══ 抜粋本文
「茜色」は夕焼けをイメージする色として知られていますが、1つの季節を指す季語ではないことを知っていますか?
この記事では「茜色とはどんな色なのか?」を解説するため、意味やカラーコード、名前の由来を紹介します。くわえて、「緋色」「朱色」との違いや英語・フランス語への言い換えも紹介しましょう。
「茜色」とはどんな色?
「茜色」は暗い赤色を意味する
「茜色(あかねいろ)」とは暗い赤色を指します。一般的な赤色よりも黄色みを帯びており、くすんだ色合いです。茜色の歴史は古く、日本では飛鳥時代から奈良時代にはすでに親しまれていたと言われています。
「茜色」のカラーコードは「#b7282e」
「茜色」のカラーコードは「#b7282e」です。カラーコードとは指定の色を表すときに使われる用語のことです。ちなみに、茜色の類似色は「あかべに(#c53d43)」や「すぐり(#a41f2b)」が当てはまります。
「茜色」の補色・反対色は「ナイルブルー」
「茜色」の補色は「ナイトブルー」です。赤色の1つに当てはまる茜色と異なり、ナイトブルーは穏やかな青緑色を表します。また、「ナイルグリーン」や「ブルートパーズ」も茜色の補色・反対色に当てはまります。
「茜色」は7月23日の誕生色
「茜色」は7月23日の誕生色です。色言葉には「厳格」や「可能性」「積極性」が付けられており、パーソナリティは「広い視野をもつ穏健派」と言われています。
「茜色」の由来とは?
════
課題 1: 茜色についての本文にある「カラーコードとは指定の色を表すときに使われる用語のことです。」という一文を英語に翻訳してください。
課題 2:
茜色についての本文に基づき、次の問いに答えてください。
(a) 茜色のカラーコードは何ですか。
(b) 茜色は何月何日の誕生色とされていますか。
(c) 茜色は日本でいつ頃にはすでに親しまれていたと言われていますか。
══ 記録一覧
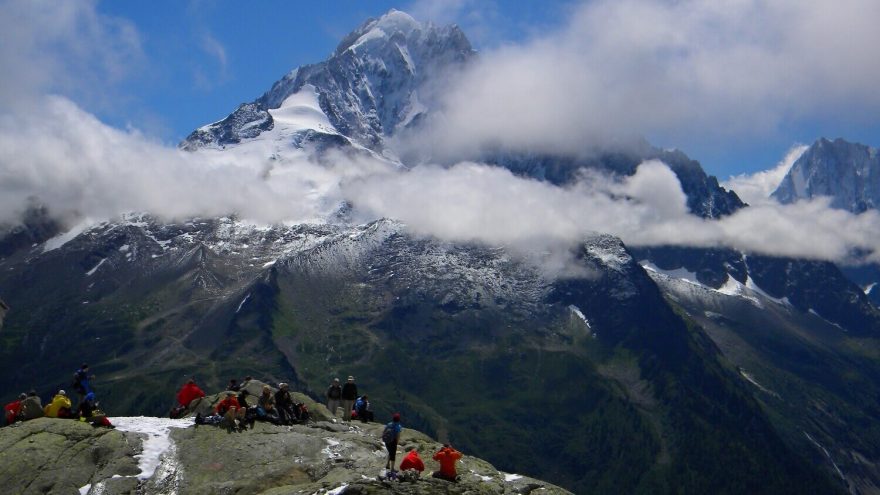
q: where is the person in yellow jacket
[43,390,73,418]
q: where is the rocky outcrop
[0,418,141,495]
[0,418,569,495]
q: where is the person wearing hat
[0,394,27,426]
[327,378,342,418]
[21,390,45,421]
[43,390,73,418]
[341,376,357,422]
[382,413,403,472]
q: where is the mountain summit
[772,138,880,213]
[181,9,475,151]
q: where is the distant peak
[336,9,433,55]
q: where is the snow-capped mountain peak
[181,10,474,152]
[772,138,880,213]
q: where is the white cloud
[721,144,809,205]
[398,0,880,160]
[0,0,143,109]
[0,0,880,272]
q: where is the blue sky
[0,0,880,179]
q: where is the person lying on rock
[43,390,73,418]
[431,443,461,482]
[177,378,205,408]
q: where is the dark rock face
[772,138,880,213]
[0,217,835,493]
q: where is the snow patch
[639,261,709,288]
[110,416,193,480]
[86,258,107,277]
[235,292,251,314]
[43,218,97,253]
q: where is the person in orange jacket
[177,378,205,407]
[431,443,461,481]
[400,449,425,474]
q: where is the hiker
[76,392,115,428]
[327,378,342,418]
[354,394,373,423]
[431,443,461,482]
[400,448,425,478]
[76,392,98,421]
[0,394,27,426]
[73,363,95,401]
[257,385,278,424]
[43,390,73,418]
[177,378,205,408]
[340,376,357,422]
[21,390,45,421]
[382,413,403,472]
[275,382,297,425]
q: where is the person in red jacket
[431,443,461,481]
[177,378,205,407]
[400,449,425,474]
[0,394,27,426]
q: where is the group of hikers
[169,376,309,431]
[0,363,462,481]
[0,363,113,428]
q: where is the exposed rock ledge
[0,418,569,495]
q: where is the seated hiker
[77,392,114,428]
[0,394,27,426]
[177,378,205,408]
[73,363,95,400]
[382,413,403,471]
[400,449,425,477]
[431,443,461,481]
[21,390,45,421]
[257,385,278,424]
[354,395,373,423]
[275,382,298,425]
[43,390,73,418]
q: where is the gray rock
[0,419,569,495]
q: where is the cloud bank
[0,0,880,274]
[400,0,880,161]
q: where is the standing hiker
[341,376,357,422]
[327,378,342,418]
[382,413,403,472]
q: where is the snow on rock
[110,416,193,480]
[86,258,107,277]
[43,218,98,253]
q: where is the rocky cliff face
[772,138,880,213]
[0,417,570,495]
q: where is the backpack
[382,423,397,443]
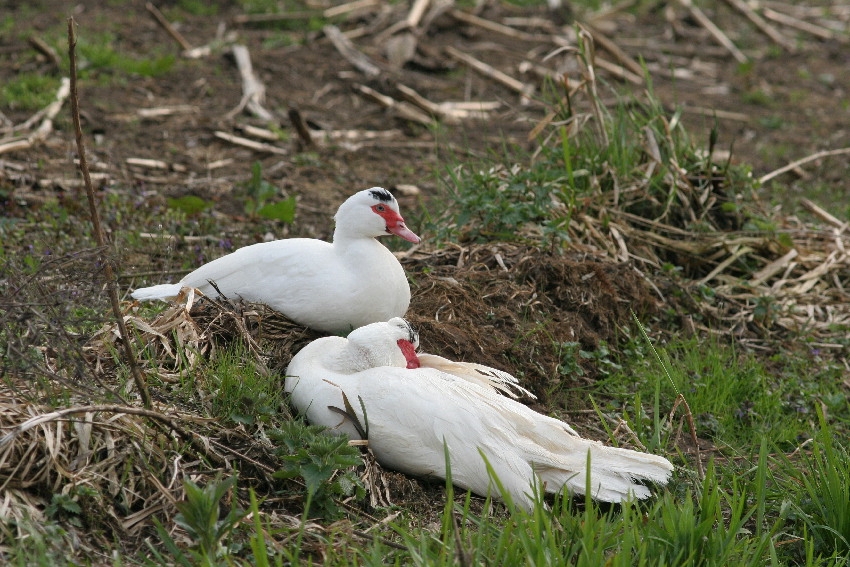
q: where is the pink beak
════
解答 1: A color code is a term used to represent a specified color.

解答 2:
(a) 「#b7282e」です。
(b) 7月23日です。
(c) 飛鳥時代から奈良時代です。